WHAT YOU ARE ASKED TO DO — Return the line containing "the white wall;" and all lines after it exactly; stop at the end of the material.

-.-.-

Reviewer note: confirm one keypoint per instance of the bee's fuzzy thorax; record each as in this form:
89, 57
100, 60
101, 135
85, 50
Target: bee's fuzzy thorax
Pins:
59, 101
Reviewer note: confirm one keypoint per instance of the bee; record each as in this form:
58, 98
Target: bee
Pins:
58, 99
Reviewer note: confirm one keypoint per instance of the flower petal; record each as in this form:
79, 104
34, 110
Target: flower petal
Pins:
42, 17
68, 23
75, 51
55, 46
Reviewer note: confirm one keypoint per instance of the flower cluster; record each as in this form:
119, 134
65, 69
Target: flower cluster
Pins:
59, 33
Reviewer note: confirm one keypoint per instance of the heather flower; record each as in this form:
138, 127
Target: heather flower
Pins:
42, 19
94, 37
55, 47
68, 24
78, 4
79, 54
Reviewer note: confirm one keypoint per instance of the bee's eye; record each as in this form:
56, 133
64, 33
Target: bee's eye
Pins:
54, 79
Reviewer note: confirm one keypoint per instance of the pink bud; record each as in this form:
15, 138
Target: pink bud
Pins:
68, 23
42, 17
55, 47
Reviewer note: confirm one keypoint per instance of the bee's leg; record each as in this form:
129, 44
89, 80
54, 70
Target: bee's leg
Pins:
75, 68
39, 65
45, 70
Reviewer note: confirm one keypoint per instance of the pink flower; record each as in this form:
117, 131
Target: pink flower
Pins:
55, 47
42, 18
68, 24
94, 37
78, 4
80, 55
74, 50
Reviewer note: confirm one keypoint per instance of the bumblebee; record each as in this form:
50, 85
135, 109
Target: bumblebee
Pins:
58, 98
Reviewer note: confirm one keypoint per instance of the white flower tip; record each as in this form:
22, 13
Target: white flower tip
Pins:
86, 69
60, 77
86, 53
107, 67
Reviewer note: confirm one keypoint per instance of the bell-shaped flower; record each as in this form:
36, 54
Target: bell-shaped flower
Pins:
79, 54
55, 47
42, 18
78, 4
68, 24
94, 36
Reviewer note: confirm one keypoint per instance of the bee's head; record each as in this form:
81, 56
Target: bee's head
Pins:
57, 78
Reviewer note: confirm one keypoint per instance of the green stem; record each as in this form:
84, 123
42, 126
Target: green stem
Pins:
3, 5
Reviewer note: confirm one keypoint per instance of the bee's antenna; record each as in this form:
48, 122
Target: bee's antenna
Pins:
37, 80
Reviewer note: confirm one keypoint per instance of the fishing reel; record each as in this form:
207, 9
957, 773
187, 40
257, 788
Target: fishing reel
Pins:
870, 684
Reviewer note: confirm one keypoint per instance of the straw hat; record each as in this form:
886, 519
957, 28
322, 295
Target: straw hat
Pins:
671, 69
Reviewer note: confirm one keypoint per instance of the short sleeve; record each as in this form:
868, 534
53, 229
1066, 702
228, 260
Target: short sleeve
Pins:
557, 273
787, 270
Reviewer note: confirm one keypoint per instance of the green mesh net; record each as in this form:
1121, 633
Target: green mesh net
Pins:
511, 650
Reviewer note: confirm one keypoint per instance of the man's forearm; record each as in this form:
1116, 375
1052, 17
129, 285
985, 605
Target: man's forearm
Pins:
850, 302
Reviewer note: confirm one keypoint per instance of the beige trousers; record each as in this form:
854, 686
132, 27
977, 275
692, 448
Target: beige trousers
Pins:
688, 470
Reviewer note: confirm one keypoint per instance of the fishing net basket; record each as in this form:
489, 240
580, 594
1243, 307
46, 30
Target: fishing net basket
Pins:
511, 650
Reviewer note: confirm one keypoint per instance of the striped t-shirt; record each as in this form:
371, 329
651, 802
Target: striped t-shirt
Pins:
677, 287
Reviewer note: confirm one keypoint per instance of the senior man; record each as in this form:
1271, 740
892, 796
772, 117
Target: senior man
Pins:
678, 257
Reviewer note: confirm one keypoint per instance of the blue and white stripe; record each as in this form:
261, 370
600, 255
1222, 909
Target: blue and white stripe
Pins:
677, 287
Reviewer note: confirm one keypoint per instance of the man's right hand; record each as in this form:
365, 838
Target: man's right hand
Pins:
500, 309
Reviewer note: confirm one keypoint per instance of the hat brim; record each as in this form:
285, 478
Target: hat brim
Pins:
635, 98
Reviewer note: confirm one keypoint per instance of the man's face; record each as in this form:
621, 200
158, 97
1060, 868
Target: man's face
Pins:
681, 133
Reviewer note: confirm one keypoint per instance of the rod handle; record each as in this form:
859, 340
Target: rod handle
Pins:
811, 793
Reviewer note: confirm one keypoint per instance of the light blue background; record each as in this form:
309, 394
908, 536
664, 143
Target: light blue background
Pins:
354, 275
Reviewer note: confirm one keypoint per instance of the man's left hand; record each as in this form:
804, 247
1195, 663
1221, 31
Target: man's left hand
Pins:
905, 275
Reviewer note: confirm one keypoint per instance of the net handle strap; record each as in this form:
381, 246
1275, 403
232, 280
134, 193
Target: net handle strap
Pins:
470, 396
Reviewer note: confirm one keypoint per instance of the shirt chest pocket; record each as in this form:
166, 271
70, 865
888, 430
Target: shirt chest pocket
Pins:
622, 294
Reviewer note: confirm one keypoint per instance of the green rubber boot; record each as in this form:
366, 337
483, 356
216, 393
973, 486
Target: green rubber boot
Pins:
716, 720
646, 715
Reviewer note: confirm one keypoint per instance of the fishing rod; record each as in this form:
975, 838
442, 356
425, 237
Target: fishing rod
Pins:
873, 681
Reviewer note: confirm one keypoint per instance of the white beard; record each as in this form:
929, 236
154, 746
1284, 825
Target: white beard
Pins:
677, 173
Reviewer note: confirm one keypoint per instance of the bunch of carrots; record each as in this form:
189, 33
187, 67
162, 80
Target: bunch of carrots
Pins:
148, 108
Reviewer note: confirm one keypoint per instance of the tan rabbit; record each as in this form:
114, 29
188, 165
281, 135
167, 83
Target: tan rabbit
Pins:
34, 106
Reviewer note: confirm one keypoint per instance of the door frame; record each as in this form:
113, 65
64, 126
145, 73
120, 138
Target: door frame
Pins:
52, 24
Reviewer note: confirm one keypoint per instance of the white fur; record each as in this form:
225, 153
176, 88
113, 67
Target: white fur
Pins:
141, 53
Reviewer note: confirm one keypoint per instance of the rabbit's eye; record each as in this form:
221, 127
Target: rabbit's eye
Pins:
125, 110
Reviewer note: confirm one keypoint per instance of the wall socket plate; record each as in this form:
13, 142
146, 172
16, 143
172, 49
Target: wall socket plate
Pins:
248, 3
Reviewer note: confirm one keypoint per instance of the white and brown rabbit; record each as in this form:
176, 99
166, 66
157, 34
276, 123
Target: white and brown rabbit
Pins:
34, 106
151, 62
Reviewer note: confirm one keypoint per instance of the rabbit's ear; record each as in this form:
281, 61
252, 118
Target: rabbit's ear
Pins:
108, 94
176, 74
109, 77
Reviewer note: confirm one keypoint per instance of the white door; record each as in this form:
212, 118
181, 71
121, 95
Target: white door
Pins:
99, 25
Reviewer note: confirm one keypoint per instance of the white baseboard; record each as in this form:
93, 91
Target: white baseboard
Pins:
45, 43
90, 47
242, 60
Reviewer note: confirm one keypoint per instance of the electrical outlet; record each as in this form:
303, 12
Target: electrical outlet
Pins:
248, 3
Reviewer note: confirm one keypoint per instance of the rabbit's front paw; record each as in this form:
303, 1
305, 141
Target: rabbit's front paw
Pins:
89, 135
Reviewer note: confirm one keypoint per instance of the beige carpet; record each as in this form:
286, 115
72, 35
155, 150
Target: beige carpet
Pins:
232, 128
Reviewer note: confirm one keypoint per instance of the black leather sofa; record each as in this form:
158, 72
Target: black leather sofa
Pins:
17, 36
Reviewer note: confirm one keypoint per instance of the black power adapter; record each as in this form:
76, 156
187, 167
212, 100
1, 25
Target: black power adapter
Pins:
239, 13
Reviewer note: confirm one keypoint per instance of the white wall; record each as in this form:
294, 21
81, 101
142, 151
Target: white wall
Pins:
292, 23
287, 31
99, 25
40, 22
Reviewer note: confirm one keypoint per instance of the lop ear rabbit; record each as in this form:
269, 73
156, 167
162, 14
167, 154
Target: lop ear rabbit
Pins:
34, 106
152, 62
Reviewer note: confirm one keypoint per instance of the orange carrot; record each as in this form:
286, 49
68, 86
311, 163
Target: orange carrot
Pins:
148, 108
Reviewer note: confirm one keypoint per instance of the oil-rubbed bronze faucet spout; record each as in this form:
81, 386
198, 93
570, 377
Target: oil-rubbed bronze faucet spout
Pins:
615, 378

-.-.-

SOLUTION FOR THIS PROBLEM —
Reviewer note: confirm one keypoint per instance of the white wall; record each as in this form:
294, 21
81, 101
142, 151
Target: white wall
Pins:
292, 23
287, 31
99, 25
40, 22
Reviewer note: confirm one keypoint per instance of the lop ear rabbit; record each as in this form:
269, 73
156, 167
162, 14
167, 154
Target: lop ear rabbit
Pins:
34, 106
152, 62
Reviewer note: confirm one keypoint per instance of the orange carrot; record each as in this form:
286, 49
68, 86
311, 163
Target: orange carrot
Pins:
148, 108
Reviewer note: confirm one keypoint per instance of the oil-rubbed bronze faucet spout; record each as in this form:
81, 386
198, 93
570, 377
Target: oil-rubbed bronze faucet spout
Pins:
615, 378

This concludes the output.